Öncesinde sessiz kalmayı tercih eden
İstanbul Modern daha sonra tartışmaları
“şaşkınlıkla” izlediğini belirterek ve “seçim hakkı küratörlerimize, dolayısıyla da
kuruma aittir” diyerek durumu tartışmayı
tamamen reddettiğini açıkladı. (4) Bununla
da kalmayarak Levent Çalıkoğlu ve imzacı
sanatçılardan biri olan Leyla Gediz arasındaki özel yazışmalar basın ile paylaşılarak, sanatçıların üzerindeki baskının kişisel düzeyde de devam edeceğinin sinyali verildi.

Bu durum aslında var olan güncel sanat ortamında sanatçının uğradığı sansürü ifşa etmesi kadar sansüre uğrayana da destek vermesi durumunda ne tür baskılara maruz kaldığının önemli bir göstergesi. İstanbul Modern, kuruluşu bakımından kurumsal protokolleri takip etmemesi ve müze küratörlerinin seri istifaları nedeniyle bugüne kadar birçok tartışmaya konu olmuştu, ama daha önce dışarıya yansıyan bir sansür vakası yaşanmamıştı. Bu son olayda takındığı tutumla aslında İstanbul Modern, sanatçının özerkliğini tanımadığını ve sanatçı-küratör ilişkisinde yaptırımcı bir yaklaşımı benimsediğini ortaya koymuş oldu. Bu yaşananlar sanatçıların bir durum analizi yapmasına vesile oldu ve kendilerine alan açabilmek için örgütlülüğün yollarını araştırmaya başladılar.


İstanbul Modern vakasında sansürü uygulayan aktör olarak kurumdan çok küratör ön plana çıkıyor ve kurum küratörün kararının arkasında duruyor gözüküyor. Bu durum, güncel sanatta küratörün rolünün bir analizini yapma gerekliliğini ortaya koyuyor. Küratör en basit tanımıyla serginin kavramsal çerçevesini oluşturan ve sergide yer alacak sanatçıları seçen kişi olarak özünde özerk ve de güçlü bir aktör.

(Kayıtlı veri kümesi öğeleri)
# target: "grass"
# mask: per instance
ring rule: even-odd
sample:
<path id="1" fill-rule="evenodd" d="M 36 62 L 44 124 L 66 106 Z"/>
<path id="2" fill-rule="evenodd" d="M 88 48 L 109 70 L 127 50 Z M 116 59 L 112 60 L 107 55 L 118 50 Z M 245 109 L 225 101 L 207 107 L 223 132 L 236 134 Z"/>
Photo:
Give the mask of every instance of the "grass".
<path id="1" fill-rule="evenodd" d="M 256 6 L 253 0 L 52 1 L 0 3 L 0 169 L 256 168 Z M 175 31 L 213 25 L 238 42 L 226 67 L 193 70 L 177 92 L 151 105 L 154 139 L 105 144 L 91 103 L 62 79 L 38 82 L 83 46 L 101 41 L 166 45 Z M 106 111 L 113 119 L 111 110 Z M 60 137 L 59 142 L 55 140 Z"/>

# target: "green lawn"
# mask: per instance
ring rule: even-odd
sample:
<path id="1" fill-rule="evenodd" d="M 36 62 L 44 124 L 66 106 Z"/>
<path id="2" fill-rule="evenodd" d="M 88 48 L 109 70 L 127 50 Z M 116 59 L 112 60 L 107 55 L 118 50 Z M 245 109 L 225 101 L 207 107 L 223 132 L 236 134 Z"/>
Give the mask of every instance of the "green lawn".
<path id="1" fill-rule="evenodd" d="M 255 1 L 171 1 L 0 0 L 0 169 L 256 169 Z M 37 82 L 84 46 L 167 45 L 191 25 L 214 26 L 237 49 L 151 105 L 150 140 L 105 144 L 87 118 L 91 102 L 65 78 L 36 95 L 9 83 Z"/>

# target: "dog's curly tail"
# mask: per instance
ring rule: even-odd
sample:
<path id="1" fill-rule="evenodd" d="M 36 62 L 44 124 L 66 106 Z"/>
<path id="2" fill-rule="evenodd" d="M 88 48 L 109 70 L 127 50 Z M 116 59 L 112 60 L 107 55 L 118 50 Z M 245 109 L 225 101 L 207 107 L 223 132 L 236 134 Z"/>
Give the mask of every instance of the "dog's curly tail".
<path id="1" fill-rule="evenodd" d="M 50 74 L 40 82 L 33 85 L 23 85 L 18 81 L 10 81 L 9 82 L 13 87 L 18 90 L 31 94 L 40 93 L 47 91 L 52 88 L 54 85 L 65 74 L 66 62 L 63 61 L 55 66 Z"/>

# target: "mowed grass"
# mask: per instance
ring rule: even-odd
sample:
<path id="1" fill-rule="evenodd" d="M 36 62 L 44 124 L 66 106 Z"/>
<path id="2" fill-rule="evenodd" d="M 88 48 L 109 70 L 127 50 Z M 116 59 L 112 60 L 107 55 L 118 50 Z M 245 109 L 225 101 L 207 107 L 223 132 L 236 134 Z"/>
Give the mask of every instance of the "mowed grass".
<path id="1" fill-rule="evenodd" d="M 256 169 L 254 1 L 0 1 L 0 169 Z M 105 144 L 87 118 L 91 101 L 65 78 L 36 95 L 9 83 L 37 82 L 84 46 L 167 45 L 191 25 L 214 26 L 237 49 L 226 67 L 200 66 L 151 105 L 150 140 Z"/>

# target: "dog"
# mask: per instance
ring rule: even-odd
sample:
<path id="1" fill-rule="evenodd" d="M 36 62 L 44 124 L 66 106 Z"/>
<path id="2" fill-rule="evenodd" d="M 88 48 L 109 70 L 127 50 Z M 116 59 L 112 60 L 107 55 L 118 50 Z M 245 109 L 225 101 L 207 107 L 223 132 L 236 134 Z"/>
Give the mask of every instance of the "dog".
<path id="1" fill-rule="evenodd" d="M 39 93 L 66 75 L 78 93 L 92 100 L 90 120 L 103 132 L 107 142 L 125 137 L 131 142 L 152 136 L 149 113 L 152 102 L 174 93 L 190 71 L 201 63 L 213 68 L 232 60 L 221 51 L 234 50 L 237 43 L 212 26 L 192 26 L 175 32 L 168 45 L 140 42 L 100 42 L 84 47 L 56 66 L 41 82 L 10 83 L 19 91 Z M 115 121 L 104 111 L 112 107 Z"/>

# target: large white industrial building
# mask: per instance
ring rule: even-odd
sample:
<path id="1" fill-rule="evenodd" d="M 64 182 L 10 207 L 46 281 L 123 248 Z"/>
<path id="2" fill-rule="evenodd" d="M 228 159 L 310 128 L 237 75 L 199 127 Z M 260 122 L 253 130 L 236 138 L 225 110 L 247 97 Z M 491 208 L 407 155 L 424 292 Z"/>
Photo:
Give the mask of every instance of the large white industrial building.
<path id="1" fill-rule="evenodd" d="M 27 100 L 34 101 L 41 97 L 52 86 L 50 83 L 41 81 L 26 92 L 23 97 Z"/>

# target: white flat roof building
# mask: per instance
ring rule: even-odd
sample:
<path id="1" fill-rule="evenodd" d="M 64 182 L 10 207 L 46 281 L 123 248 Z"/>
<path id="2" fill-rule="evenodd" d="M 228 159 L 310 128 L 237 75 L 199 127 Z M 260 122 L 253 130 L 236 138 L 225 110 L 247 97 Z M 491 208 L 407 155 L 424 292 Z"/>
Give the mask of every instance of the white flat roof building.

*Yapılacak iş*: Metin parçasına göre, Levent Çalıkoğlu ile özel yazışmaları basınla paylaşılan imzacı sanatçının adını yazın.

*Görev sonucu*: Leyla Gediz.